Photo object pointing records
····················
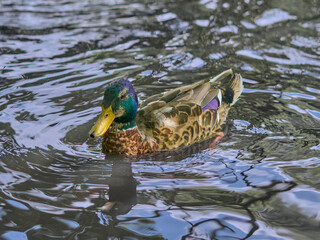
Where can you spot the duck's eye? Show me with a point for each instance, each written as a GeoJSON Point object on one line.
{"type": "Point", "coordinates": [123, 96]}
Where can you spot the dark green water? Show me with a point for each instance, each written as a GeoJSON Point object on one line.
{"type": "Point", "coordinates": [262, 181]}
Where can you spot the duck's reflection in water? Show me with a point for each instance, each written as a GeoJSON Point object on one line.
{"type": "Point", "coordinates": [122, 189]}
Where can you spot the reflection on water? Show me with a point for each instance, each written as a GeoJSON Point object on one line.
{"type": "Point", "coordinates": [260, 181]}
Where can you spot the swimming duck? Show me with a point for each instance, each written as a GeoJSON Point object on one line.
{"type": "Point", "coordinates": [166, 121]}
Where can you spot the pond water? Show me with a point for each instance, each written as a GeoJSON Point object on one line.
{"type": "Point", "coordinates": [261, 181]}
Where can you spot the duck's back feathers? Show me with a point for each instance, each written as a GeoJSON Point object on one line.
{"type": "Point", "coordinates": [188, 114]}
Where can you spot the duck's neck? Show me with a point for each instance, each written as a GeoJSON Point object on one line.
{"type": "Point", "coordinates": [123, 126]}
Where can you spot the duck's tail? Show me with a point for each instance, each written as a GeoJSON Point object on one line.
{"type": "Point", "coordinates": [231, 85]}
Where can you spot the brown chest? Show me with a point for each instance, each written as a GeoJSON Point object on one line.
{"type": "Point", "coordinates": [127, 142]}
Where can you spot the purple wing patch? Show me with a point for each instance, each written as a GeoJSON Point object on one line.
{"type": "Point", "coordinates": [214, 104]}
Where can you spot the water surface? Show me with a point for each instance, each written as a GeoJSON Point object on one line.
{"type": "Point", "coordinates": [261, 181]}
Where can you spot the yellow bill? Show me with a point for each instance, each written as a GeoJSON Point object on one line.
{"type": "Point", "coordinates": [103, 123]}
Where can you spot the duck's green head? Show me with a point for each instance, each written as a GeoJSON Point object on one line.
{"type": "Point", "coordinates": [119, 104]}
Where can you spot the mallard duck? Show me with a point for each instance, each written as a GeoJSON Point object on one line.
{"type": "Point", "coordinates": [166, 121]}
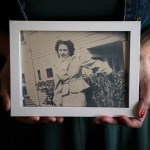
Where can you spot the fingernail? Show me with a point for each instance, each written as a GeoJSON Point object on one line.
{"type": "Point", "coordinates": [143, 113]}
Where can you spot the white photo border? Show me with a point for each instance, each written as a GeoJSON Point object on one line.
{"type": "Point", "coordinates": [15, 64]}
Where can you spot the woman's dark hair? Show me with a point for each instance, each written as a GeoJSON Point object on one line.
{"type": "Point", "coordinates": [68, 43]}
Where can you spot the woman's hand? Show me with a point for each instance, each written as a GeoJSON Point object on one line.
{"type": "Point", "coordinates": [144, 101]}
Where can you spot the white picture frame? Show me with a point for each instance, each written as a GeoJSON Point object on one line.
{"type": "Point", "coordinates": [31, 37]}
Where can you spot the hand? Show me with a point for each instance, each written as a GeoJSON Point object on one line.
{"type": "Point", "coordinates": [144, 102]}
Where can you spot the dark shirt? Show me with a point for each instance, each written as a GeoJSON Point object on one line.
{"type": "Point", "coordinates": [75, 10]}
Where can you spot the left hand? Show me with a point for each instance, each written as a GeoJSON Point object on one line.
{"type": "Point", "coordinates": [144, 101]}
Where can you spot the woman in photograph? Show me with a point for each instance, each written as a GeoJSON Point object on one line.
{"type": "Point", "coordinates": [69, 83]}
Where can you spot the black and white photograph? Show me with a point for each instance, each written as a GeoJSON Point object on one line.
{"type": "Point", "coordinates": [74, 68]}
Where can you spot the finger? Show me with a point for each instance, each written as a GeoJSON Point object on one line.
{"type": "Point", "coordinates": [48, 119]}
{"type": "Point", "coordinates": [60, 119]}
{"type": "Point", "coordinates": [131, 122]}
{"type": "Point", "coordinates": [105, 120]}
{"type": "Point", "coordinates": [51, 119]}
{"type": "Point", "coordinates": [142, 108]}
{"type": "Point", "coordinates": [28, 120]}
{"type": "Point", "coordinates": [6, 100]}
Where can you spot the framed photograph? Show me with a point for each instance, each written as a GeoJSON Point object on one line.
{"type": "Point", "coordinates": [74, 68]}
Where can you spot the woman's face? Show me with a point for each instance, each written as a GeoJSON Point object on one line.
{"type": "Point", "coordinates": [63, 51]}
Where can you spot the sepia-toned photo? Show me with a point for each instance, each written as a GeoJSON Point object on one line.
{"type": "Point", "coordinates": [77, 69]}
{"type": "Point", "coordinates": [66, 68]}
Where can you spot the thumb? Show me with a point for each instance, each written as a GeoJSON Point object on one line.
{"type": "Point", "coordinates": [143, 107]}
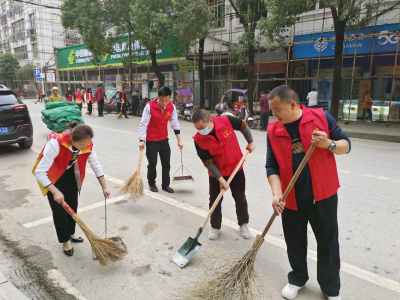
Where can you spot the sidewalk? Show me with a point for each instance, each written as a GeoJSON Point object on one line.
{"type": "Point", "coordinates": [8, 291]}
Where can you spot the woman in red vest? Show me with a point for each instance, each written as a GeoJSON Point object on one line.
{"type": "Point", "coordinates": [60, 171]}
{"type": "Point", "coordinates": [68, 95]}
{"type": "Point", "coordinates": [314, 196]}
{"type": "Point", "coordinates": [78, 97]}
{"type": "Point", "coordinates": [89, 100]}
{"type": "Point", "coordinates": [218, 148]}
{"type": "Point", "coordinates": [153, 133]}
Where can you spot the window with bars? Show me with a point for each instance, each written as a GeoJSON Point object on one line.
{"type": "Point", "coordinates": [219, 12]}
{"type": "Point", "coordinates": [21, 53]}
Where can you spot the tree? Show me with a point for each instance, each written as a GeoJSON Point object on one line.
{"type": "Point", "coordinates": [250, 13]}
{"type": "Point", "coordinates": [193, 21]}
{"type": "Point", "coordinates": [9, 66]}
{"type": "Point", "coordinates": [346, 14]}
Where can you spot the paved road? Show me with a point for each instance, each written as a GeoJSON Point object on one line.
{"type": "Point", "coordinates": [154, 227]}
····················
Quote exactly, and only, the lines from the line containing "Where can you spot the framed" through the final line of the records above, both included, omitting any pictures.

## RESPONSE TO THE TASK
Where can you spot the framed photograph? Show me with a point for each instance, each written as a GeoJSON Point object on one line.
{"type": "Point", "coordinates": [74, 68]}
Where can you spot the woman's face? Show me with a point for each instance, each written as a GeoJSON Point object on one line.
{"type": "Point", "coordinates": [63, 51]}
Where can you spot the sepia-toned photo? Show me with a point for each instance, each written as a GeoJSON Point object on one line.
{"type": "Point", "coordinates": [77, 69]}
{"type": "Point", "coordinates": [66, 68]}
Where can you spot the thumb? Show me with a point for each instance, each written as a GeoJSON Point object on one line.
{"type": "Point", "coordinates": [143, 107]}
Where can you spot the sidewalk? Show me with a point for each instance, each written as a GeoJSON Point object on one line.
{"type": "Point", "coordinates": [8, 291]}
Where can you spot the woman in red vest? Show me with a point for each instance, each written as a GeoJSON Point object on one line.
{"type": "Point", "coordinates": [60, 171]}
{"type": "Point", "coordinates": [68, 95]}
{"type": "Point", "coordinates": [314, 196]}
{"type": "Point", "coordinates": [78, 97]}
{"type": "Point", "coordinates": [89, 100]}
{"type": "Point", "coordinates": [218, 148]}
{"type": "Point", "coordinates": [153, 133]}
Where can you spot the window with bars? Show me with a point for each instance, each written as a GeoJSON Point object on one line.
{"type": "Point", "coordinates": [219, 12]}
{"type": "Point", "coordinates": [21, 53]}
Where can you spot the tree? Show me with a point for each instance, each written as a GeoJSON Point object on one line.
{"type": "Point", "coordinates": [250, 13]}
{"type": "Point", "coordinates": [193, 21]}
{"type": "Point", "coordinates": [9, 66]}
{"type": "Point", "coordinates": [346, 14]}
Where can you spot the paved road? Show me with a point for each instance, each written as a GeoJSON Point object on one line.
{"type": "Point", "coordinates": [154, 227]}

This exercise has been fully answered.